REQUIRED WORK: Can you revise the data, starting with the line containing "the red dessert" and going on through the end of the data, so that "topping" becomes "garnish" and everything else stays unchanged?

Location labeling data

--- Start ---

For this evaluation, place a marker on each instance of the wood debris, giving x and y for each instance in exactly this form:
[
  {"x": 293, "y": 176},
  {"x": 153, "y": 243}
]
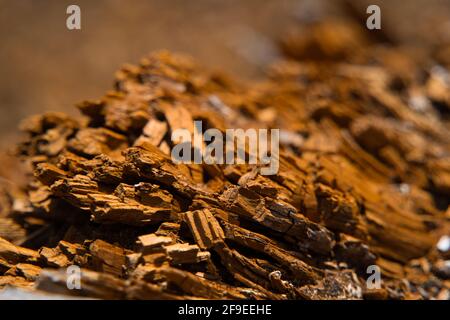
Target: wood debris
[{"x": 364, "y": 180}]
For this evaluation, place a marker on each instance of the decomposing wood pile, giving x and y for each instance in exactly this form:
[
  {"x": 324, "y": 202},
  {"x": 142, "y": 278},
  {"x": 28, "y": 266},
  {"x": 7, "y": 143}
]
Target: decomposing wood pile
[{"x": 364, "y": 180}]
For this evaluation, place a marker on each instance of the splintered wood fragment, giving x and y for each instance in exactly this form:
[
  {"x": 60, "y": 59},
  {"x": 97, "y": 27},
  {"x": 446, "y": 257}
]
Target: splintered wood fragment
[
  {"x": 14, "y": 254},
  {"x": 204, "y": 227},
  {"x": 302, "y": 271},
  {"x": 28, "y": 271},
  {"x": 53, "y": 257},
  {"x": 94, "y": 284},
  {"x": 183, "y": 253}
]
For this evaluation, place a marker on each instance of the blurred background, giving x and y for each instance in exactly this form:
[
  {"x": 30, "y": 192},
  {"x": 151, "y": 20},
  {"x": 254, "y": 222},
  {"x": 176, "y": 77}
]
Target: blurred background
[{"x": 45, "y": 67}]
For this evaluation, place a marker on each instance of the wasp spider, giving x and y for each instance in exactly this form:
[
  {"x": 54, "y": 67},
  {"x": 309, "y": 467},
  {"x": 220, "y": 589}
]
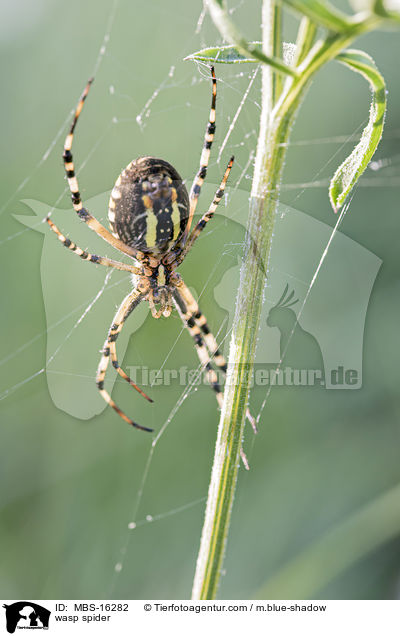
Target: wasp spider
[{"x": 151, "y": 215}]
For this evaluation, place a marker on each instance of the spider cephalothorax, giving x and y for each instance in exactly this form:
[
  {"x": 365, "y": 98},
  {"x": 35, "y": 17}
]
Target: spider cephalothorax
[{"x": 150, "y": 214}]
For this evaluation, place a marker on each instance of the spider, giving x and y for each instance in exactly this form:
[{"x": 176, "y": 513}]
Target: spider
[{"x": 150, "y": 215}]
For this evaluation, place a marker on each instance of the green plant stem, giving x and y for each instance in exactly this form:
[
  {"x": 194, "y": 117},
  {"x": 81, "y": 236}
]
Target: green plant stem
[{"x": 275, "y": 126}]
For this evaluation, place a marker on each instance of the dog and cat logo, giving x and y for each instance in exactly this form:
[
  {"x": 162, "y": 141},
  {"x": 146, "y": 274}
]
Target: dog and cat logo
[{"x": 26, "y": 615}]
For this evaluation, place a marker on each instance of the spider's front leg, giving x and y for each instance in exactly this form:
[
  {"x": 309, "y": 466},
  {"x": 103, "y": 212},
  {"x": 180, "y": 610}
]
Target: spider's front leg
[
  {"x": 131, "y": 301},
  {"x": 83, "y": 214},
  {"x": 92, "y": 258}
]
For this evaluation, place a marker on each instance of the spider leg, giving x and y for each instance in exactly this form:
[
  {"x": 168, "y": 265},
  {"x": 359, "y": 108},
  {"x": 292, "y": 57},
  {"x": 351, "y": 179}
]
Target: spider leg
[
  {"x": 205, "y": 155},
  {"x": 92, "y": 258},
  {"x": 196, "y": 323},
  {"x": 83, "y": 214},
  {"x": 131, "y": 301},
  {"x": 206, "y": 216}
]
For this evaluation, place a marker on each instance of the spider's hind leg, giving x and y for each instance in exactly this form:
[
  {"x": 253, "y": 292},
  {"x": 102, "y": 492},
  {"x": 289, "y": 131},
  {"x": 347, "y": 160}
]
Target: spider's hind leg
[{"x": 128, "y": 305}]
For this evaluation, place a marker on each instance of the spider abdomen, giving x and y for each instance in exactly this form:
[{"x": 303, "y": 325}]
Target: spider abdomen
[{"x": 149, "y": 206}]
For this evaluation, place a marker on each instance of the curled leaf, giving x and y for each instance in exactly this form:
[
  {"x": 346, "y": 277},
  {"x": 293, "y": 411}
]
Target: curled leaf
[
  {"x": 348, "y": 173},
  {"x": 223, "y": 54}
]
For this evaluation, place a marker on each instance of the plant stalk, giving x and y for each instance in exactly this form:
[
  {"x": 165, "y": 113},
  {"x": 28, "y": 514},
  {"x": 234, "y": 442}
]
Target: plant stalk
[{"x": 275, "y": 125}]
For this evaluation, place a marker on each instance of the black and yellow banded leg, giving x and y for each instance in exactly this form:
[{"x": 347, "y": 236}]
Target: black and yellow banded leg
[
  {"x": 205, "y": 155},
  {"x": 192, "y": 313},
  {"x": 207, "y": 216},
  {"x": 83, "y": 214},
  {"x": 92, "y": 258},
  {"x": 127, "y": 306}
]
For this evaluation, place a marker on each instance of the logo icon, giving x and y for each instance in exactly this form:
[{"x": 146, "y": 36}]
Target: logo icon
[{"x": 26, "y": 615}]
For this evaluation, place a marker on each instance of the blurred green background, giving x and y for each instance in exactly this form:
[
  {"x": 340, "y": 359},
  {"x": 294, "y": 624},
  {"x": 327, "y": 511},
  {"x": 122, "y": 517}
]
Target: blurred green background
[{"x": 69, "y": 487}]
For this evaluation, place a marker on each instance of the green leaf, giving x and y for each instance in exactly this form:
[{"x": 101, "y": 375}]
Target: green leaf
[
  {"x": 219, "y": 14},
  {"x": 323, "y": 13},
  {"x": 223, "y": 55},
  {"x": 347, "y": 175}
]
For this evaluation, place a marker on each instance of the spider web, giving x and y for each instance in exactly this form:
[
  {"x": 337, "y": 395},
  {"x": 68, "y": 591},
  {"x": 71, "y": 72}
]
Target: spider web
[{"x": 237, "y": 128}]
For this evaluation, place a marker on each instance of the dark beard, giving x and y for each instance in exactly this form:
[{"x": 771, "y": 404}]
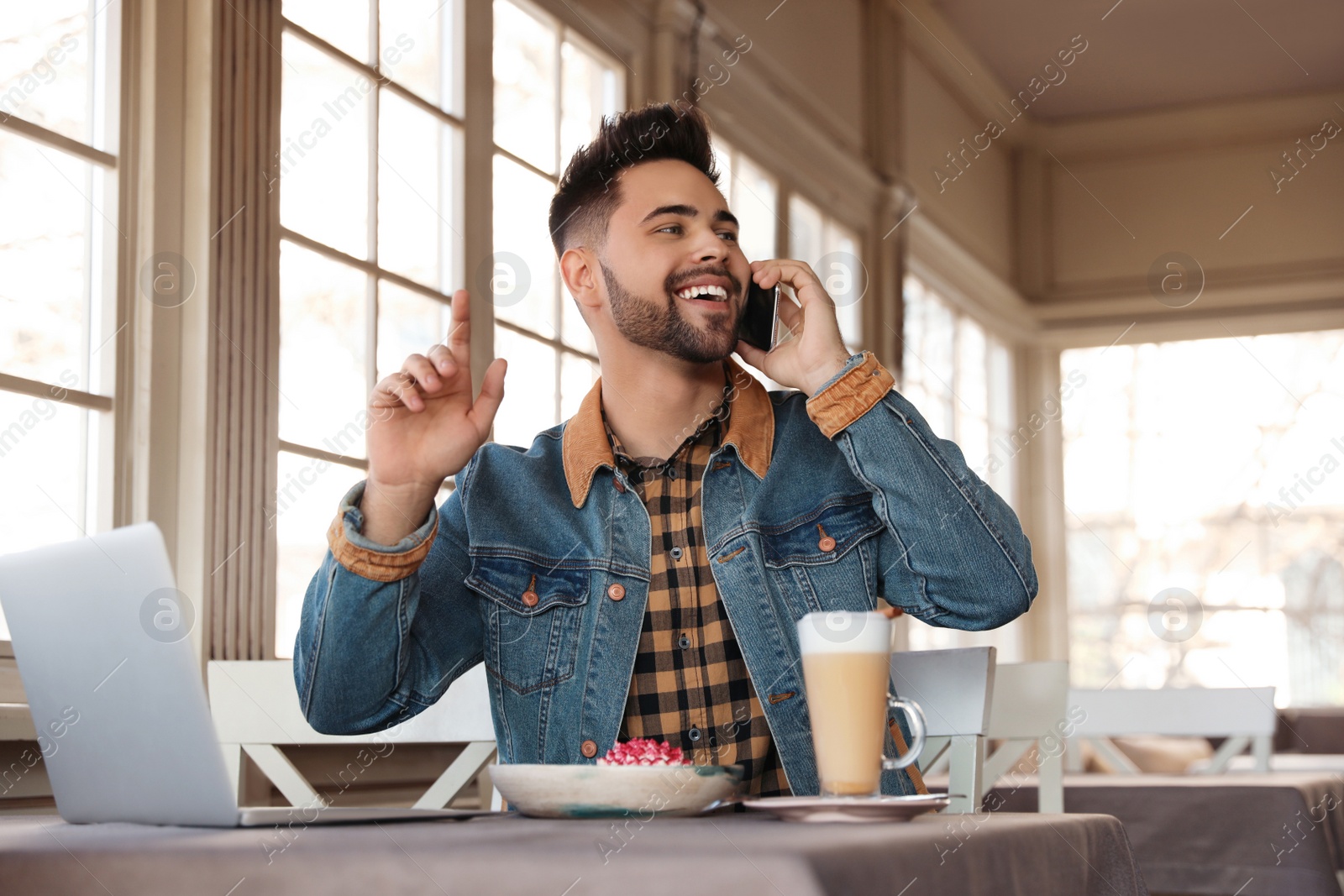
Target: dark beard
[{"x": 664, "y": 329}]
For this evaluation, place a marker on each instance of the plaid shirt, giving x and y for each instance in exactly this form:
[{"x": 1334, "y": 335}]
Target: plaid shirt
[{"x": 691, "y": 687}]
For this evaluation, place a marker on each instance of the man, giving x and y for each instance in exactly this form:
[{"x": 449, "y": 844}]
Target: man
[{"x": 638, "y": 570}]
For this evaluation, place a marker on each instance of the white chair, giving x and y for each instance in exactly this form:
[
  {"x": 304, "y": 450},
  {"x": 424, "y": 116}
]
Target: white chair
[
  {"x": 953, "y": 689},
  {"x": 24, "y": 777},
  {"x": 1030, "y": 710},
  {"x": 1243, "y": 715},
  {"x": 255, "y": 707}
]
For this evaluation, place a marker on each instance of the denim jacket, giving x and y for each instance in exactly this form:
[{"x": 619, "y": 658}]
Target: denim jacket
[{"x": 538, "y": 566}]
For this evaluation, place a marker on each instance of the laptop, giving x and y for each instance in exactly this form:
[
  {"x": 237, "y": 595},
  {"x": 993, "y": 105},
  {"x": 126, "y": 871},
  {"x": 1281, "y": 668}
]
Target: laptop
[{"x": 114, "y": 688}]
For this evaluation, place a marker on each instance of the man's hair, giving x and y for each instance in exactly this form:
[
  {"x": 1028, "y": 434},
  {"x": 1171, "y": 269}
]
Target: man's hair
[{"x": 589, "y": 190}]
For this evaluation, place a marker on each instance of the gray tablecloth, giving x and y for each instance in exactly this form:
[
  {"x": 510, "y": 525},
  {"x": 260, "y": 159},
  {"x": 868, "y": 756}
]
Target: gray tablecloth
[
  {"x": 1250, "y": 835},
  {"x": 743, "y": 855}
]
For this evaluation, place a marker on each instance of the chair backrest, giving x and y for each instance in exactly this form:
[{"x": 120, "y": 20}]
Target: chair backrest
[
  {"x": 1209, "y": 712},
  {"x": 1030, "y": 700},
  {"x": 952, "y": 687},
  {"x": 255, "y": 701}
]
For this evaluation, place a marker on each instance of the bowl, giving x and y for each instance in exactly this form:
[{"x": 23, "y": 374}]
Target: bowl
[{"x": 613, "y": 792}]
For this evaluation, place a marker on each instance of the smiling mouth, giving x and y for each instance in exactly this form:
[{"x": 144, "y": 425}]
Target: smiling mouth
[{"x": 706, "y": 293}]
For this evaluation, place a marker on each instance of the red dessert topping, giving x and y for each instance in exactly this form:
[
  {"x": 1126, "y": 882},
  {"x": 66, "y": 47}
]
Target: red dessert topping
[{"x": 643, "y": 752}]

--- End ---

FINAL ANSWER:
For this evaluation, place a marker on each instance of the red dessert garnish, giving x and y for each instance in exactly this form:
[
  {"x": 1126, "y": 882},
  {"x": 66, "y": 47}
]
Target: red dessert garnish
[{"x": 643, "y": 752}]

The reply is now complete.